[Opening Provided data section]

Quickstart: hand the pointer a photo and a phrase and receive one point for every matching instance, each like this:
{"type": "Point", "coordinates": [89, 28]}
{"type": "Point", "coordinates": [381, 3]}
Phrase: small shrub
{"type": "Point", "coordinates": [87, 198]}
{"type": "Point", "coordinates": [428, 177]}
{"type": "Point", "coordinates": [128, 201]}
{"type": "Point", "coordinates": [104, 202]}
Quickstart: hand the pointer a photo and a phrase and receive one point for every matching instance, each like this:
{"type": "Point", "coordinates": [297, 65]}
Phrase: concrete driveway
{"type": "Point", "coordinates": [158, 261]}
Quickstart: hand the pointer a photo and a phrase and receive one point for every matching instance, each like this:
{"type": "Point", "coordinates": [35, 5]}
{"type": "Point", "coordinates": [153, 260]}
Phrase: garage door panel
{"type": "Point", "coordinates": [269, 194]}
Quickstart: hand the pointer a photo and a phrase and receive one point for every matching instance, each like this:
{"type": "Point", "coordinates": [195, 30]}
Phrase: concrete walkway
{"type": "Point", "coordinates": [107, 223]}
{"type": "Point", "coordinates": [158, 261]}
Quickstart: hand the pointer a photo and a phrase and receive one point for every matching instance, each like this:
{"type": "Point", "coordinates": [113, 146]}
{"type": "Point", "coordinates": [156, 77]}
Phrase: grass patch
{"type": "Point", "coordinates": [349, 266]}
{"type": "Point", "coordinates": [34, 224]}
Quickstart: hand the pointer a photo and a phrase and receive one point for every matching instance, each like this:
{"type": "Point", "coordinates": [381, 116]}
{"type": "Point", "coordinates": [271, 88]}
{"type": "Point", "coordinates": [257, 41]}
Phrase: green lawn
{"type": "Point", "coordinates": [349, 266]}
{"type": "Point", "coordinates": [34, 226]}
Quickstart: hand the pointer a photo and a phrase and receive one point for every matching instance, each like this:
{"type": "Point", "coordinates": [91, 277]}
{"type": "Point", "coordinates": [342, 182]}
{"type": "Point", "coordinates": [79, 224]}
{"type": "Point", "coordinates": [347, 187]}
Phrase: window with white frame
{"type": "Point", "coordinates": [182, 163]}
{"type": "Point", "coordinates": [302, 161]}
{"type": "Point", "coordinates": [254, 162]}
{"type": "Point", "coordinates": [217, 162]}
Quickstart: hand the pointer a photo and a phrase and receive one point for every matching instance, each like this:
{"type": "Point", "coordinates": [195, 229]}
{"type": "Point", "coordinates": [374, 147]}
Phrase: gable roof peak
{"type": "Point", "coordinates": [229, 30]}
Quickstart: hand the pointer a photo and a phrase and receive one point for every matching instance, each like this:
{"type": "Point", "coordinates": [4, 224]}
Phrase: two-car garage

[Closing Provided data section]

Send back all of the entries exactly, with nothing missing.

* The completed task
Quickstart: hand the pointer a photo and a phrase and receive one point for every matching instance, each like this:
{"type": "Point", "coordinates": [89, 28]}
{"type": "Point", "coordinates": [381, 3]}
Phrase: small shrub
{"type": "Point", "coordinates": [87, 198]}
{"type": "Point", "coordinates": [428, 177]}
{"type": "Point", "coordinates": [128, 201]}
{"type": "Point", "coordinates": [104, 202]}
Quickstart: hand the pointer a photo and a phrase and receive one point for every matching instance, each like this:
{"type": "Point", "coordinates": [297, 65]}
Phrase: concrete driveway
{"type": "Point", "coordinates": [158, 261]}
Quickstart: hand the pointer a photo and a phrase and receive one point for every matching instance, each like this:
{"type": "Point", "coordinates": [35, 5]}
{"type": "Point", "coordinates": [153, 260]}
Phrase: garage door panel
{"type": "Point", "coordinates": [269, 194]}
Quickstart: hand the pointer a photo and a phrase and receive one point for every matching instance, each like this:
{"type": "Point", "coordinates": [195, 30]}
Phrase: concrete walkway
{"type": "Point", "coordinates": [107, 223]}
{"type": "Point", "coordinates": [158, 261]}
Quickstart: hand the pointer a photo and a phrase and receive one point for every matching instance, each like this:
{"type": "Point", "coordinates": [113, 146]}
{"type": "Point", "coordinates": [156, 77]}
Phrase: grass patch
{"type": "Point", "coordinates": [349, 266]}
{"type": "Point", "coordinates": [34, 224]}
Quickstart: hand the pointer a photo and a phrase and receive one point for every matching instance, each like this:
{"type": "Point", "coordinates": [381, 116]}
{"type": "Point", "coordinates": [271, 88]}
{"type": "Point", "coordinates": [257, 41]}
Phrase: green lawn
{"type": "Point", "coordinates": [349, 266]}
{"type": "Point", "coordinates": [34, 226]}
Quickstart: hand the pointer a photo and a phrase and receive one point for every matching instance, each like this:
{"type": "Point", "coordinates": [91, 277]}
{"type": "Point", "coordinates": [342, 182]}
{"type": "Point", "coordinates": [79, 224]}
{"type": "Point", "coordinates": [347, 187]}
Phrase: window with white frame
{"type": "Point", "coordinates": [182, 163]}
{"type": "Point", "coordinates": [302, 161]}
{"type": "Point", "coordinates": [254, 162]}
{"type": "Point", "coordinates": [217, 162]}
Quickstart: hand the pointer a photo and a phrase and receive one point for every matching instance, each like this:
{"type": "Point", "coordinates": [195, 229]}
{"type": "Point", "coordinates": [374, 147]}
Phrase: gable roof peak
{"type": "Point", "coordinates": [229, 30]}
Quickstart: hand the pointer a photo and a phrase and receive one point for every matching instance, each like this:
{"type": "Point", "coordinates": [4, 224]}
Phrase: two-car garage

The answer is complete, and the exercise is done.